┌─ Record extracts

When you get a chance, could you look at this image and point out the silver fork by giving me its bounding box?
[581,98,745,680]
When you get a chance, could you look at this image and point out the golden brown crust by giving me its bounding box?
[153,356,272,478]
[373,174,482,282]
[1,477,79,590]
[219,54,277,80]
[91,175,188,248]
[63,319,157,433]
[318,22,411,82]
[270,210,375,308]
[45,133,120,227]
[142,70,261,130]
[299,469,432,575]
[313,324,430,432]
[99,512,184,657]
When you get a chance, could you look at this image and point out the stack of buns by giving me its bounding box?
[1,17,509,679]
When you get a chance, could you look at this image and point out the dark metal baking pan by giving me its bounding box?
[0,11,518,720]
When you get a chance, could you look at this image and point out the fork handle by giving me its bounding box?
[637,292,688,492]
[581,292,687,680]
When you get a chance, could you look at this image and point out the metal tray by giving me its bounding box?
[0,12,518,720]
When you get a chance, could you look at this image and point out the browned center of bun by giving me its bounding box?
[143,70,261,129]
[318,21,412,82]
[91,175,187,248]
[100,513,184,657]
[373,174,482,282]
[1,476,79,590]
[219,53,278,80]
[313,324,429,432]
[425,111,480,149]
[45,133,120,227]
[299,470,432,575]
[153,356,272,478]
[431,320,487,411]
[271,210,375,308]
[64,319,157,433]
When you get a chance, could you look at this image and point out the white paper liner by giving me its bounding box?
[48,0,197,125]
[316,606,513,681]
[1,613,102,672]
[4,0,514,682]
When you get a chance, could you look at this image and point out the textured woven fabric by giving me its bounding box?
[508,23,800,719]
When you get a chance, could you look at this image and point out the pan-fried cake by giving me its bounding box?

└─

Exercise requirements: From the line containing "bun by giving me its bounding box?" to the final line of the data above, transcribe every line exactly and nothing more.

Completed exercise:
When you get a chance, could you look at this image and point out the browned center of bun by giving me its bounding box?
[143,70,261,129]
[318,21,412,82]
[91,175,187,248]
[100,513,184,657]
[373,174,482,282]
[1,476,79,590]
[219,53,278,80]
[313,324,429,432]
[425,111,480,149]
[45,133,120,227]
[299,470,432,575]
[153,356,272,478]
[431,320,487,411]
[271,210,375,308]
[64,319,157,433]
When you get a chance, could you look at this image and point out the white paper liner by giving me its bounding box?
[48,0,197,125]
[316,606,513,681]
[1,613,102,672]
[4,0,514,682]
When you get a chance, could you look at this image and point out the textured woven fabric by giving me its bounding box?
[508,23,800,719]
When you get a chance, could you look at this image and point out the pan-fried cake by giving me its bounding box?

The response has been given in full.